General characteristics
- Tonnage: 33,423 GT
- Displacement: 82600t
- Length: 230.71 m (756 ft 11 in) LOA; 225 m (738 ft 2 in) LBP;
- Beam: 32 m (105 ft 0 in)
- Height: 56.14 m (184 ft 2 in)
- Draught: 10.387 m (34 ft) (summer); 16.85 m (55 ft) (dredging);
- Depth: 15.90 m (52 ft) (fwd); 16.85 m (55 ft) (aft);
- Decks: 9
- Ice class: 1A (out of class)
- Installed power: 27,634 kW (37,058 hp)
- Propulsion: Wärtsilä 12V46C 12,600 kW (16,900 hp) @ 500 rev/min x2 & Wärtsilä 1,900 kW (2,500 hp) @ 1000 rev/min Aux & Wärtsilä 467 kW (626 hp) @ 1500 rev/min & Wärtsilä 2,650 kW (3,550 hp) @ 550 rev/min bow thruster
- Speed: 16.7 knots (30.9 km/h; 19.2 mph)
- Capacity: 35,500 m^{3} (1,253,671 cu ft)
- Crew: 46 + surveyors, clients & passengers

= Queen of the Netherlands (ship) =

Dutch trailing suction hopper dredger ship

Queen of the Netherlands is a Dutch trailing suction hopper dredger ship constructed in 1998. After lengthening in 2009, she was the largest and most powerful dredger in the world. The vessel has been used in high-profile salvage and dredging operations including the investigation into the Swissair Flight 111 crash and in the Port Phillip Channel Deepening Project. It has been called "the world's largest floating vacuum cleaner".

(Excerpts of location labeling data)
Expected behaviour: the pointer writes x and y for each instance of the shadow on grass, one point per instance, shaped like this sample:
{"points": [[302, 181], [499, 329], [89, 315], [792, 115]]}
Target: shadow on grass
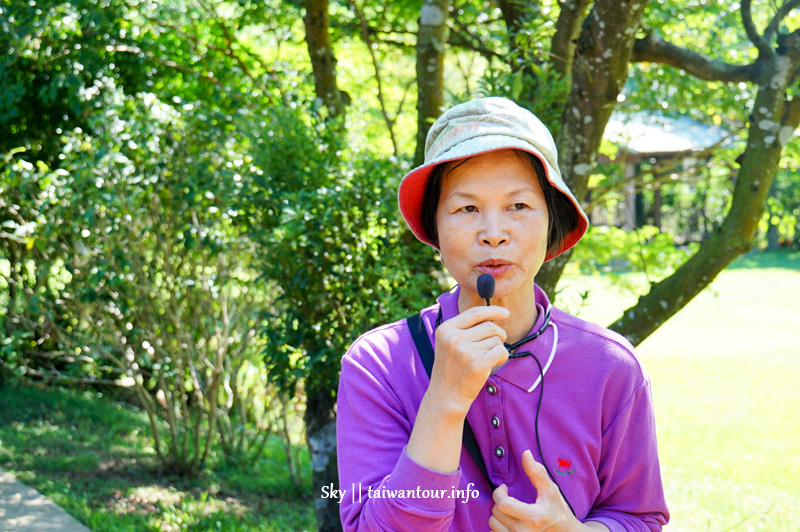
{"points": [[94, 457], [784, 260]]}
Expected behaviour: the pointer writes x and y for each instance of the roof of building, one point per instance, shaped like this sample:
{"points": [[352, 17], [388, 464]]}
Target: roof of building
{"points": [[645, 133]]}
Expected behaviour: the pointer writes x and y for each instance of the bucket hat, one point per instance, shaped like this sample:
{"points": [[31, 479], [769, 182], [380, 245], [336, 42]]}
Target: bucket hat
{"points": [[477, 127]]}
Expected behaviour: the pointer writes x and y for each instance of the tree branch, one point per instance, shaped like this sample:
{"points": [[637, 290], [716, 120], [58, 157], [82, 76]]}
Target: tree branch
{"points": [[654, 49], [764, 49], [457, 38], [368, 41], [568, 25]]}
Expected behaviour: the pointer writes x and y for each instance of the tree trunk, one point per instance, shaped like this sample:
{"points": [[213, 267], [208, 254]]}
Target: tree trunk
{"points": [[320, 419], [599, 70], [570, 18], [430, 69], [771, 125], [323, 60]]}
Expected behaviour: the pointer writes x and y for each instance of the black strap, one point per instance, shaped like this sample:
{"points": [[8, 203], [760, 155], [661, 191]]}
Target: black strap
{"points": [[425, 350]]}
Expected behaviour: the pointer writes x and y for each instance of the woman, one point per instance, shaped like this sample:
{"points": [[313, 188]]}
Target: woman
{"points": [[581, 456]]}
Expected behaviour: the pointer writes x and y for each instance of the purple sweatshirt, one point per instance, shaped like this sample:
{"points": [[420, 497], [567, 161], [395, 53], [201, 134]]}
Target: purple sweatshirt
{"points": [[596, 430]]}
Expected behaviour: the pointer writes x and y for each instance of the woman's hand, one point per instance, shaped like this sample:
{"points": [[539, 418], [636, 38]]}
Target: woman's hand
{"points": [[468, 346], [549, 512]]}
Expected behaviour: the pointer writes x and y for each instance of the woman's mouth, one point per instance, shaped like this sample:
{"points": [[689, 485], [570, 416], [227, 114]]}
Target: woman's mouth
{"points": [[495, 268]]}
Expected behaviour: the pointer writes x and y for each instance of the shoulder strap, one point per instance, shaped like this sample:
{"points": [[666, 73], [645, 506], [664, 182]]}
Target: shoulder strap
{"points": [[425, 350]]}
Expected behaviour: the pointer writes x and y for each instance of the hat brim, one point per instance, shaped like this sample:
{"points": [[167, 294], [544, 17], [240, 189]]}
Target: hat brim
{"points": [[414, 185]]}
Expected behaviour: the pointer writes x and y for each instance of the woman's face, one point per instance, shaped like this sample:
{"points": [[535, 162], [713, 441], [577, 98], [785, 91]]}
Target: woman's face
{"points": [[492, 218]]}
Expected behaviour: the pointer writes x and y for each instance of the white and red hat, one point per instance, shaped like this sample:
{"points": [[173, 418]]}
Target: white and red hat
{"points": [[481, 126]]}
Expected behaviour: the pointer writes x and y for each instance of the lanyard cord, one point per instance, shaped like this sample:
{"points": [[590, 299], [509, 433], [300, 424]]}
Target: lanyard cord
{"points": [[510, 348]]}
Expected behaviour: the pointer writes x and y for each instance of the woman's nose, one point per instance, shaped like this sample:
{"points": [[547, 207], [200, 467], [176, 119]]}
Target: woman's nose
{"points": [[494, 232]]}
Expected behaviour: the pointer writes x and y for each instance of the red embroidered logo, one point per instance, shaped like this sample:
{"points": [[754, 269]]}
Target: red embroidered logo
{"points": [[564, 467]]}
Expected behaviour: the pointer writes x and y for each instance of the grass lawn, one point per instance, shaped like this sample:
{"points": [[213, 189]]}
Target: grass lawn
{"points": [[726, 385], [95, 459], [725, 375]]}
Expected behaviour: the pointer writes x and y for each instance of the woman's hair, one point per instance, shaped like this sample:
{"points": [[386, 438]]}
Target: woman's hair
{"points": [[562, 218]]}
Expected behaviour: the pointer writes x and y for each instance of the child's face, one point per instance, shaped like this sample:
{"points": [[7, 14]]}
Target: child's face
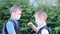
{"points": [[41, 18]]}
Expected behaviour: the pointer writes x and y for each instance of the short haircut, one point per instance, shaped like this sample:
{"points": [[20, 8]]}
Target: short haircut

Task. Edit the ship specifications by copying the part between "General characteristics" and "kW (37,058 hp)", inclusive, with "Beam" changed to "Width". You won't need the items to do this.

Answer to this problem.
General characteristics
- Tonnage: 33,423 GT
- Displacement: 82600t
- Length: 230.71 m (756 ft 11 in) LOA; 225 m (738 ft 2 in) LBP;
- Width: 32 m (105 ft 0 in)
- Height: 56.14 m (184 ft 2 in)
- Draught: 10.387 m (34 ft) (summer); 16.85 m (55 ft) (dredging);
- Depth: 15.90 m (52 ft) (fwd); 16.85 m (55 ft) (aft);
- Decks: 9
- Ice class: 1A (out of class)
- Installed power: 27,634 kW (37,058 hp)